## Entries taken from a collection

────────────────────────────────────────

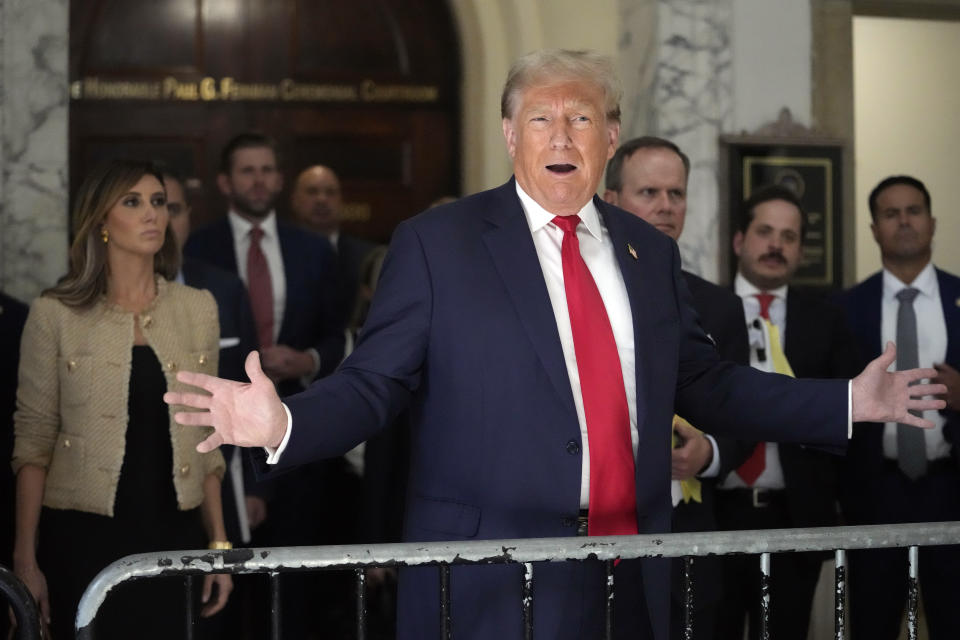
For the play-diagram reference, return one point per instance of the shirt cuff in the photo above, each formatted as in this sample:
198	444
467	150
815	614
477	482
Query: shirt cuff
849	409
273	455
308	379
713	469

────────────────────────────────────────

Exactly as they appear above, write out all the entries, without pictures.

For the play-diagram reference, return one point per instance of the shirt cuff in the photo above, each formatted as in this sample:
198	444
467	150
815	614
477	482
Query: shirt cuff
849	409
273	455
308	379
713	469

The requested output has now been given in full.